==== DATA RECORDS ====
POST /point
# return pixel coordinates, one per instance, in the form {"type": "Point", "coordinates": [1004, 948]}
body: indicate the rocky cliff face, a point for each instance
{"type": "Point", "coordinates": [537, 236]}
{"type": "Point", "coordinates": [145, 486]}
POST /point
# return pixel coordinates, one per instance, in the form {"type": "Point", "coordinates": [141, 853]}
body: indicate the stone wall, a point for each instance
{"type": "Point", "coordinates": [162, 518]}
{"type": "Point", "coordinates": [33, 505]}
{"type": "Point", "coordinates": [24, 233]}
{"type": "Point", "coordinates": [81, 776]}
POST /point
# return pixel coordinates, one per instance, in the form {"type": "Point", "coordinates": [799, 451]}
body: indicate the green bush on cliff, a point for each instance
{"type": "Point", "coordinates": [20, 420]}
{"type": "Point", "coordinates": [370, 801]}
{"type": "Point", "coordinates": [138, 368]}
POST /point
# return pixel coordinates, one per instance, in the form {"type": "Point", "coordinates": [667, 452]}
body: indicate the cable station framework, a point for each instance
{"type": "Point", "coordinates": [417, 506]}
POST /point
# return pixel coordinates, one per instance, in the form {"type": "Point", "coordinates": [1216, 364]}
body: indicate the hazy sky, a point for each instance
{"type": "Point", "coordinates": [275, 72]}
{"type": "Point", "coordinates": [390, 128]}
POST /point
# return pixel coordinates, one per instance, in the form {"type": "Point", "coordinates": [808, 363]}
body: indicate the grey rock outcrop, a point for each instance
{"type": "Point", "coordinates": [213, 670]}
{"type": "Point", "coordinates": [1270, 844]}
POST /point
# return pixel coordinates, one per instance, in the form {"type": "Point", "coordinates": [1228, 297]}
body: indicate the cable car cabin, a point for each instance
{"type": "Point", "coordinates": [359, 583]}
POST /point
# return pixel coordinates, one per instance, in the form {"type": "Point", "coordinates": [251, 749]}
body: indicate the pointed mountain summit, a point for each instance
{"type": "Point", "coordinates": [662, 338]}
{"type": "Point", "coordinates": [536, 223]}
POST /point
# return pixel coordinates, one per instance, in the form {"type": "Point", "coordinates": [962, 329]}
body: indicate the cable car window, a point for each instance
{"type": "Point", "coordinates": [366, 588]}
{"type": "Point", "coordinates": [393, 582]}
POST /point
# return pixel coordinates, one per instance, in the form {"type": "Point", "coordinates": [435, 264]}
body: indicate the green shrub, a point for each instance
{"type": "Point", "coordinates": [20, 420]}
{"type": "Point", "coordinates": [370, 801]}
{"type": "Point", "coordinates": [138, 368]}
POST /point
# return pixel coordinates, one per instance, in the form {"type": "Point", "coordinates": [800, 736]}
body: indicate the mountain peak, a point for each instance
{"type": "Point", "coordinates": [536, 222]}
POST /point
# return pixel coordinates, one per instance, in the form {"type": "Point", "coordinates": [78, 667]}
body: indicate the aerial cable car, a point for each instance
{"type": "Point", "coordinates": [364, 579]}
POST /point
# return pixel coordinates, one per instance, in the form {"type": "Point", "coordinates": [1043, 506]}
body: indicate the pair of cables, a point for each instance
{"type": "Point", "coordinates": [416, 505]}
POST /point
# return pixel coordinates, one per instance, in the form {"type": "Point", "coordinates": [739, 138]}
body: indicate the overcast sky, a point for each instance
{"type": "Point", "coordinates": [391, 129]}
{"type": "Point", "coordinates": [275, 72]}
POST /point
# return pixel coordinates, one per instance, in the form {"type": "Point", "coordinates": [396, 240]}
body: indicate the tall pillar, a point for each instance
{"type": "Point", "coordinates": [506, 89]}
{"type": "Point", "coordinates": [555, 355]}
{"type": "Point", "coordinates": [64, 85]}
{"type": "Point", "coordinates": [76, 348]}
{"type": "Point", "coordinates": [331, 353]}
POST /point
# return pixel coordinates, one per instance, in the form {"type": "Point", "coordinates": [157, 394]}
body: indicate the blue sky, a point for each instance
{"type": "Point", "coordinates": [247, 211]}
====
INSTRUCTIONS FOR THE TASK —
Exactly as written, set down all of the material.

WRITTEN RESPONSE —
POST /point
# return pixel coordinates, one per instance, in the form {"type": "Point", "coordinates": [1004, 948]}
body: indicate the rocky cliff face, a point for each instance
{"type": "Point", "coordinates": [537, 236]}
{"type": "Point", "coordinates": [145, 486]}
POST /point
# return pixel coordinates, one per instance, in the form {"type": "Point", "coordinates": [141, 853]}
body: indicate the stone wall, a point for each instance
{"type": "Point", "coordinates": [162, 518]}
{"type": "Point", "coordinates": [33, 505]}
{"type": "Point", "coordinates": [24, 233]}
{"type": "Point", "coordinates": [81, 776]}
POST /point
# return pixel coordinates, one per instance, in the form {"type": "Point", "coordinates": [799, 451]}
body: indicate the green bush on cliff, a point for each instance
{"type": "Point", "coordinates": [20, 420]}
{"type": "Point", "coordinates": [370, 801]}
{"type": "Point", "coordinates": [138, 368]}
POST /point
# return pixel coordinates, one per instance, in the form {"type": "Point", "coordinates": [667, 452]}
body: indicate the cable station framework, a point for each instance
{"type": "Point", "coordinates": [417, 506]}
POST /point
# return pixel coordinates, one per instance, in the form {"type": "Point", "coordinates": [1216, 364]}
body: indicate the hazy sky, a point for each instance
{"type": "Point", "coordinates": [275, 72]}
{"type": "Point", "coordinates": [390, 128]}
POST /point
# return pixel coordinates, one per instance, in the form {"type": "Point", "coordinates": [808, 363]}
body: indicate the grey rock outcrop, a point for each instance
{"type": "Point", "coordinates": [213, 670]}
{"type": "Point", "coordinates": [1270, 844]}
POST /point
# return pixel coordinates, one per instance, in the form {"type": "Point", "coordinates": [1228, 297]}
body: indicate the cable car cabin, a point for each instance
{"type": "Point", "coordinates": [359, 583]}
POST /point
# return pixel coordinates, one per instance, in the form {"type": "Point", "coordinates": [251, 749]}
body: indicate the pointed mountain summit, a point for each instance
{"type": "Point", "coordinates": [662, 338]}
{"type": "Point", "coordinates": [536, 223]}
POST /point
# return pixel coordinates, one per instance, in the form {"type": "Point", "coordinates": [962, 329]}
body: indicate the cable car window, a point for each instance
{"type": "Point", "coordinates": [366, 588]}
{"type": "Point", "coordinates": [393, 582]}
POST /point
# return pixel coordinates, one per instance, in the form {"type": "Point", "coordinates": [435, 264]}
body: indicate the green shrub, a point for each instance
{"type": "Point", "coordinates": [20, 420]}
{"type": "Point", "coordinates": [370, 801]}
{"type": "Point", "coordinates": [138, 368]}
POST /point
# return pixel coordinates, one per instance, in the form {"type": "Point", "coordinates": [800, 736]}
body: indicate the mountain peak, a point for each instance
{"type": "Point", "coordinates": [536, 222]}
POST /point
# return pixel coordinates, one per instance, in the form {"type": "Point", "coordinates": [78, 667]}
body: indicate the aerial cable car, a point for each instance
{"type": "Point", "coordinates": [364, 579]}
POST /point
# return pixel coordinates, one per instance, in the form {"type": "Point", "coordinates": [1043, 506]}
body: indicate the pair of cables, a point for each instance
{"type": "Point", "coordinates": [416, 505]}
POST /point
# return pixel coordinates, one per instance, in the form {"type": "Point", "coordinates": [739, 138]}
body: indicate the overcast sky, a point for each instance
{"type": "Point", "coordinates": [391, 129]}
{"type": "Point", "coordinates": [275, 72]}
POST /point
# return pixel coordinates, one per instance, in the form {"type": "Point", "coordinates": [396, 240]}
body: indicate the tall pillar, a point for each instance
{"type": "Point", "coordinates": [506, 89]}
{"type": "Point", "coordinates": [555, 355]}
{"type": "Point", "coordinates": [64, 85]}
{"type": "Point", "coordinates": [76, 348]}
{"type": "Point", "coordinates": [331, 353]}
POST /point
# return pixel coordinates, one per instance, in the form {"type": "Point", "coordinates": [157, 394]}
body: indicate the blue sky, a point for each instance
{"type": "Point", "coordinates": [247, 211]}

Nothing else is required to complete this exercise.